### Record set
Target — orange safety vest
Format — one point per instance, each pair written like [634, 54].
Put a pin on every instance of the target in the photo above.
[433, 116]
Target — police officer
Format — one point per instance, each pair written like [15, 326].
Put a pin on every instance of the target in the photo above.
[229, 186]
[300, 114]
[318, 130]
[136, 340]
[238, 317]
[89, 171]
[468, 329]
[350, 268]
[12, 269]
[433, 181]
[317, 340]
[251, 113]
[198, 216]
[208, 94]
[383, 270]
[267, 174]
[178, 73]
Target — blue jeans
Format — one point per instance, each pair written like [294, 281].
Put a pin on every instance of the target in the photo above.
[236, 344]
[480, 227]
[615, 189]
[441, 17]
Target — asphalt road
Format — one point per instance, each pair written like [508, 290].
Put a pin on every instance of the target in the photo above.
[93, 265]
==
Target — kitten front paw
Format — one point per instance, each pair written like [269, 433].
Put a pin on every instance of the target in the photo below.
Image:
--
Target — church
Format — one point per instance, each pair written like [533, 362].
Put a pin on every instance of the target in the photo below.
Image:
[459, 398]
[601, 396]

### Goal of the exercise
Using the entries above, extract exactly the span from the line with "Target — orange safety vest" to the line with "like [15, 326].", both lines included; leave out everything else.

### Exercise output
Target — orange safety vest
Format — one point per instance, each pair written like [634, 54].
Put a pin on every instance of the target in the photo above.
[433, 116]
Target — police officer
Format — one point per instance, each pair written like [15, 326].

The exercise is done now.